== Exercise goal ==
In the listing below, render the lines from the one containing "Label the wooden" through the end of the listing as a JSON list of strings, one string per line, with blank lines left out.
──────
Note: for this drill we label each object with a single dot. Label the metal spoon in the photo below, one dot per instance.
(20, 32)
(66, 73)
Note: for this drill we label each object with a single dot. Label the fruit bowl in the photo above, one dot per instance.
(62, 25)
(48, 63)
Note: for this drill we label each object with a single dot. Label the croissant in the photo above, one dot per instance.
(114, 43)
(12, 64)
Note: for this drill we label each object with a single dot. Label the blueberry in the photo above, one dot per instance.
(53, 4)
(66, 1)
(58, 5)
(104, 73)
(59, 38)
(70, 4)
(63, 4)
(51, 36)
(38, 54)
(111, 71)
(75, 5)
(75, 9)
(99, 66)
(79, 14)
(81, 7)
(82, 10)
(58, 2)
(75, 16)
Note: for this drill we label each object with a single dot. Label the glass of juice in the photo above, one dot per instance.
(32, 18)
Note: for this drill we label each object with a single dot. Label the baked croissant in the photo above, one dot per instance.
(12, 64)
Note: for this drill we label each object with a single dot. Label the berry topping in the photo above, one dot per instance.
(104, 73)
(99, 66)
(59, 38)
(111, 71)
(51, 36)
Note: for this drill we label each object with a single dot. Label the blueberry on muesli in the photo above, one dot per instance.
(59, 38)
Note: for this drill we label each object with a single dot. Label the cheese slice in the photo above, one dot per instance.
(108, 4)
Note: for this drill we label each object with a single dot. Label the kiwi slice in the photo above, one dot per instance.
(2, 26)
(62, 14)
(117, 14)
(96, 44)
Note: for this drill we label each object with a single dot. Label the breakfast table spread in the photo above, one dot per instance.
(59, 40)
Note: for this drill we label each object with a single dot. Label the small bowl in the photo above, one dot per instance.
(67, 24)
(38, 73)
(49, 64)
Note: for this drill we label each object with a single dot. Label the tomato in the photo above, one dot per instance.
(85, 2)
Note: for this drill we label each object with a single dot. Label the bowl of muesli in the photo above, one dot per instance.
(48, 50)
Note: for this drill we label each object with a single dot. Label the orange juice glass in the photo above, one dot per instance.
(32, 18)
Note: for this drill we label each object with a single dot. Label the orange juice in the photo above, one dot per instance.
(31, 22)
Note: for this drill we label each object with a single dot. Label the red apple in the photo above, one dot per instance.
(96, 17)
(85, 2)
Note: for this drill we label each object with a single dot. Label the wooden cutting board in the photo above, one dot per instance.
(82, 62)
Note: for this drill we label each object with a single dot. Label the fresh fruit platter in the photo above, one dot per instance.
──────
== Reply ==
[
  "Note: for this drill we label each object with a single dot. Label the wooden cutting board in the photo above, one dot per instance.",
  "(82, 62)",
  "Note: for this drill we label each object with a single dot. Label the fresh fruit platter in the photo above, one dot per instance."
]